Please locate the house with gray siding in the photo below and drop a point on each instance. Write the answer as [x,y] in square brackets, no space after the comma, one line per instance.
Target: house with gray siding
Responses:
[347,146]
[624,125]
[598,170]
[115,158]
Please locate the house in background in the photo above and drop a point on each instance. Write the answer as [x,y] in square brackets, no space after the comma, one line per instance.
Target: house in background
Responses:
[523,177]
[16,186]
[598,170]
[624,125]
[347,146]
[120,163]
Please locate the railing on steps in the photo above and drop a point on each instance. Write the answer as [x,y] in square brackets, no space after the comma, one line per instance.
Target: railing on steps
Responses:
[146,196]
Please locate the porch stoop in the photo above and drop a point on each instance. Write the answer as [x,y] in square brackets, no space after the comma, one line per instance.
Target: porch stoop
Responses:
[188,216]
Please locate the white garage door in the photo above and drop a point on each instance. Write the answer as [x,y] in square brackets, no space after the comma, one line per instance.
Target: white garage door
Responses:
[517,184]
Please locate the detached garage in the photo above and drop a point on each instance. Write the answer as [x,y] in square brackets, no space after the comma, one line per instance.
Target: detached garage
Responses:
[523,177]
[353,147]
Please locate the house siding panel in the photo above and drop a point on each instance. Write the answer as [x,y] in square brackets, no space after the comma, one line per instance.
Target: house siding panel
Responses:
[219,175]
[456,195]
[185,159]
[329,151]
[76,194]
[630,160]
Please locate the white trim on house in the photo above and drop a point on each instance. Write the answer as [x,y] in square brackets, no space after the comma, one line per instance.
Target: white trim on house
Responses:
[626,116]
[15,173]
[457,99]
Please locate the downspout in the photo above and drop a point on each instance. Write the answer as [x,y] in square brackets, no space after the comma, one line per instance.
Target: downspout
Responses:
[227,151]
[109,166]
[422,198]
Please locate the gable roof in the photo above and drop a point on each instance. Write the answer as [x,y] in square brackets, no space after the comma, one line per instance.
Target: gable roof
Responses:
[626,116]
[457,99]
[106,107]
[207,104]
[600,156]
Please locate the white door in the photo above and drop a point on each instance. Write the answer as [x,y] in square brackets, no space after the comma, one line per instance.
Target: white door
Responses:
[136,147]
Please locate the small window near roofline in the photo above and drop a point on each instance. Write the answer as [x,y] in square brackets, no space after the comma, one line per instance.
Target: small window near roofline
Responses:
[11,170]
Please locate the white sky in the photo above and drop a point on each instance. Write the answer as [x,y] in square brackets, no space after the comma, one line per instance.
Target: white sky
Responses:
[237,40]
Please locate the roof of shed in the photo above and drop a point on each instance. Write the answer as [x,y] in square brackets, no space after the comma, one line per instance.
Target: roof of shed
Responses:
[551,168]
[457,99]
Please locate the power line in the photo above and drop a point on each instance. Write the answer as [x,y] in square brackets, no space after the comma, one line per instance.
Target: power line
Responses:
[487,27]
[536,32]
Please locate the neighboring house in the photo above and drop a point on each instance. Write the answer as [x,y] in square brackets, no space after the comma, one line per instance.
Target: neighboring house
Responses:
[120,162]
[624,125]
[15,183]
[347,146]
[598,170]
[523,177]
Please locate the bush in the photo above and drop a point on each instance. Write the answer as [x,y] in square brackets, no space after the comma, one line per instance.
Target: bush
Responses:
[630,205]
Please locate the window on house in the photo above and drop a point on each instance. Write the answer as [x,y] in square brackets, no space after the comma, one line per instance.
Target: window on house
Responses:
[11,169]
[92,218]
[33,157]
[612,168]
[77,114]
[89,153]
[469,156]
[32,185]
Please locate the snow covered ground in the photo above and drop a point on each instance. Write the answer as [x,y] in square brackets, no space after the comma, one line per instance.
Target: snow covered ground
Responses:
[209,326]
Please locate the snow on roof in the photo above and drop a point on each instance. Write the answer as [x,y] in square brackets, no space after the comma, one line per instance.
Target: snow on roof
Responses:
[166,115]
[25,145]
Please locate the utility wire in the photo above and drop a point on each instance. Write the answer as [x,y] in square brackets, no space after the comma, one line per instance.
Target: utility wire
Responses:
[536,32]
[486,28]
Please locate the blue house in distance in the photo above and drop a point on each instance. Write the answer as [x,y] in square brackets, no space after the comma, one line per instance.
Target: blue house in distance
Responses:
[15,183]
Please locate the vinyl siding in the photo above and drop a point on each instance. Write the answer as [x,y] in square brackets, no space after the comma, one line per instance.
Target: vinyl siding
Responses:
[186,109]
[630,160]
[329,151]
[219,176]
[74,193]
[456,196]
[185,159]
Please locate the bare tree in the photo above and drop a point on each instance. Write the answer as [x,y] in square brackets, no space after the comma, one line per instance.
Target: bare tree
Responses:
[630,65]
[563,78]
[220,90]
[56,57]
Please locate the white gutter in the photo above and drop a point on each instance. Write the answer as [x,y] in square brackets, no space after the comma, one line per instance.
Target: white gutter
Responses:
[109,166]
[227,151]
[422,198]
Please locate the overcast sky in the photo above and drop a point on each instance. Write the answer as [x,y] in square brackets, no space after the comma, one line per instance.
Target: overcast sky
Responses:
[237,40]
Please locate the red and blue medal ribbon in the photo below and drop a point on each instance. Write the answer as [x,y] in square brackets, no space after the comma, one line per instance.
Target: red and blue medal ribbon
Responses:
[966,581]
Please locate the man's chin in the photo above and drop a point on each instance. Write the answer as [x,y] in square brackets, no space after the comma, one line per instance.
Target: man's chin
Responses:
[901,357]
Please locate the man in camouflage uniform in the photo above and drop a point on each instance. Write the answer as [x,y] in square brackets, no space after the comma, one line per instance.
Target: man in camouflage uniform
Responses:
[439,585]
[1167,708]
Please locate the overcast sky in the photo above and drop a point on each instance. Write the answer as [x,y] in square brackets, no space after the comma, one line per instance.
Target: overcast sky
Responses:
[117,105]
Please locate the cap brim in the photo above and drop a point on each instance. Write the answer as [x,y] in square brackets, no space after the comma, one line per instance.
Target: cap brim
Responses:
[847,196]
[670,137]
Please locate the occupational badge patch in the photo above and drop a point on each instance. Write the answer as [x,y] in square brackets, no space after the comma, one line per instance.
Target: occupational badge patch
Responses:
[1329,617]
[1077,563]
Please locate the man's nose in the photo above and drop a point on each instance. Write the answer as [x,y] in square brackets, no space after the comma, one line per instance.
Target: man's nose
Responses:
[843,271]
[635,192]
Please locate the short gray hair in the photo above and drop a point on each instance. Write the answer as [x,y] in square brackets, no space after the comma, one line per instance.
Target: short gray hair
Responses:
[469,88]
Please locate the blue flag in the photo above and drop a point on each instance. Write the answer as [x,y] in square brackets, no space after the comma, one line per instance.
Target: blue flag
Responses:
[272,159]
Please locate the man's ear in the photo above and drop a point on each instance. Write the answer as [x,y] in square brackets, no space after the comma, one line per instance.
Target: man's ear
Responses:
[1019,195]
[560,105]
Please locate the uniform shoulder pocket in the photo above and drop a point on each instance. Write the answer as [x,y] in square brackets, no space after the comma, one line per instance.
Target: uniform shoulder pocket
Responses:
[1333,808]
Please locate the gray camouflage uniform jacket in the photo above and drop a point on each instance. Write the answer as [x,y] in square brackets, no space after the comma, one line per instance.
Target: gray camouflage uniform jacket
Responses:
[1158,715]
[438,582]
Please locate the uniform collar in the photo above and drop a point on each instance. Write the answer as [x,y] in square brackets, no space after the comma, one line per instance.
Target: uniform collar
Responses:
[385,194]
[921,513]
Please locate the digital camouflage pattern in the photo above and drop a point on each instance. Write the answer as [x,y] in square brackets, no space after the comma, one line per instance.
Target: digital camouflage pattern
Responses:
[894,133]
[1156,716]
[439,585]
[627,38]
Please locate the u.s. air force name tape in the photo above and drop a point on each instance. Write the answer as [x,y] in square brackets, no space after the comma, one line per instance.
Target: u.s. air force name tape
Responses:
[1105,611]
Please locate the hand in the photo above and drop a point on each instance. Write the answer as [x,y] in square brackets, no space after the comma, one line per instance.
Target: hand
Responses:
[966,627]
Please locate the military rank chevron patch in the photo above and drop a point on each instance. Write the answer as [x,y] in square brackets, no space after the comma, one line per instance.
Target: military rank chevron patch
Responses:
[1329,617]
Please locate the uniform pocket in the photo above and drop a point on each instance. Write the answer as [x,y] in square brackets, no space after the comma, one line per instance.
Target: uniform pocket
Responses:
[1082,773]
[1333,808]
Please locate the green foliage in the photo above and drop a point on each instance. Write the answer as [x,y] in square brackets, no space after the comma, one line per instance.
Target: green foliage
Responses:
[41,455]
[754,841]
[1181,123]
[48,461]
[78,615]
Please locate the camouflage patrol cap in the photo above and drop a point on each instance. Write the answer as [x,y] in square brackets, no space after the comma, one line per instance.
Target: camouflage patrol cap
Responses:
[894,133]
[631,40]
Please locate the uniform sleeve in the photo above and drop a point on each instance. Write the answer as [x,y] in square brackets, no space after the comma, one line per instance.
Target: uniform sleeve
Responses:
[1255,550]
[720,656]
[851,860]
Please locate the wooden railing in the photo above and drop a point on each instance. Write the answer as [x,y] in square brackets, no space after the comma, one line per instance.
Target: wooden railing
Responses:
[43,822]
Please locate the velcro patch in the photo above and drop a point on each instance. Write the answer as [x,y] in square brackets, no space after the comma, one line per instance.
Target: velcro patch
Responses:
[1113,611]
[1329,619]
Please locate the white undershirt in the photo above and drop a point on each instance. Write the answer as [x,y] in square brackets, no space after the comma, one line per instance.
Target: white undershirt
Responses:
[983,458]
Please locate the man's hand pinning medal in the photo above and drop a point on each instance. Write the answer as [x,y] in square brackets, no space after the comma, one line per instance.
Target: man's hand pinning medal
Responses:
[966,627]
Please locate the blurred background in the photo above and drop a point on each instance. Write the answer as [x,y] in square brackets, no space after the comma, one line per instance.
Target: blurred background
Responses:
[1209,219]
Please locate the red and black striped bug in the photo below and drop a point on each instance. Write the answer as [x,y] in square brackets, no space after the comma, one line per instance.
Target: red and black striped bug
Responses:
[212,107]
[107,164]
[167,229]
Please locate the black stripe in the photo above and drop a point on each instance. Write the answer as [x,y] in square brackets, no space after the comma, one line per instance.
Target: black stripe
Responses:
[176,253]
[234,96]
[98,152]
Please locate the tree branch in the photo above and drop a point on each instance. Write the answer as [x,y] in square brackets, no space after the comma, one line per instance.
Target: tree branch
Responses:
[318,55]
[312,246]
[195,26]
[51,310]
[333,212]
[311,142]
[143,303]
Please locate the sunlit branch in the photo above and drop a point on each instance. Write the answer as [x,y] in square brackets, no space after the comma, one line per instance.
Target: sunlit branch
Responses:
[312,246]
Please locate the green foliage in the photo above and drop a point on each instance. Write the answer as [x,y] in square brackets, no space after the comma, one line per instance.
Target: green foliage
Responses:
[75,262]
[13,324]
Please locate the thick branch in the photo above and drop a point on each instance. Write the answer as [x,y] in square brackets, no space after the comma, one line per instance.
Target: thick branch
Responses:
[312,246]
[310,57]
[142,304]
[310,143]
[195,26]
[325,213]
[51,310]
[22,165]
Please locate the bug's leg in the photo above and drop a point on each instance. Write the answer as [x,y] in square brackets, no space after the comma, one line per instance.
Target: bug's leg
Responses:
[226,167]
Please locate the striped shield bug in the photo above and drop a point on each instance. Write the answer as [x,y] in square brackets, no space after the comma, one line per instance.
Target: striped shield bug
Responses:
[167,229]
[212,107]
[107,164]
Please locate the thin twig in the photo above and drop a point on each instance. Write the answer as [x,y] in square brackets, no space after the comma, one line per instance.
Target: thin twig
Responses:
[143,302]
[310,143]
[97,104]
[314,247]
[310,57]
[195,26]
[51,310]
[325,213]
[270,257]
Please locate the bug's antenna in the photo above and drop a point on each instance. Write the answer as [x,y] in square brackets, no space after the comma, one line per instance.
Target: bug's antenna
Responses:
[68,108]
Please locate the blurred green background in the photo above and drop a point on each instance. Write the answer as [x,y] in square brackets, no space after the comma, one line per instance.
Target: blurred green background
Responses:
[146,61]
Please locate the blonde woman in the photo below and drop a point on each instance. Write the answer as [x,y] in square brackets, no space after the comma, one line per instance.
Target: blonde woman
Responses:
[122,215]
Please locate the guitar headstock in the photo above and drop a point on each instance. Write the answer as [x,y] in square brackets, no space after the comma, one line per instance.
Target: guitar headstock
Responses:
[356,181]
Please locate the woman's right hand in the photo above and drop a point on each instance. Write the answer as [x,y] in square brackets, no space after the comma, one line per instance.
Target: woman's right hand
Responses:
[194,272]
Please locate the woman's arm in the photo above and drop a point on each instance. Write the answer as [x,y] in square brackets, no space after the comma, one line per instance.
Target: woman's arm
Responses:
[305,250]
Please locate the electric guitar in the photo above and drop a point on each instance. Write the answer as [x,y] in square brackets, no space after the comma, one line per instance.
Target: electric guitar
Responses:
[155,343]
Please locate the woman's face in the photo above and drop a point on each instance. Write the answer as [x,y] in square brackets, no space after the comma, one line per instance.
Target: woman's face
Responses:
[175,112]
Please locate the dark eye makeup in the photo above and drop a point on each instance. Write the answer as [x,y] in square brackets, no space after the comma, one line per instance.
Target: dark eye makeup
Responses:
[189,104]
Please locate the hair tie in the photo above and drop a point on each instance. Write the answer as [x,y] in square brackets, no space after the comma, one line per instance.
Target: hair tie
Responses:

● **The task**
Tally the lines in the entries above that hold the string "guitar" and state the tally alone.

● **Exercise response**
4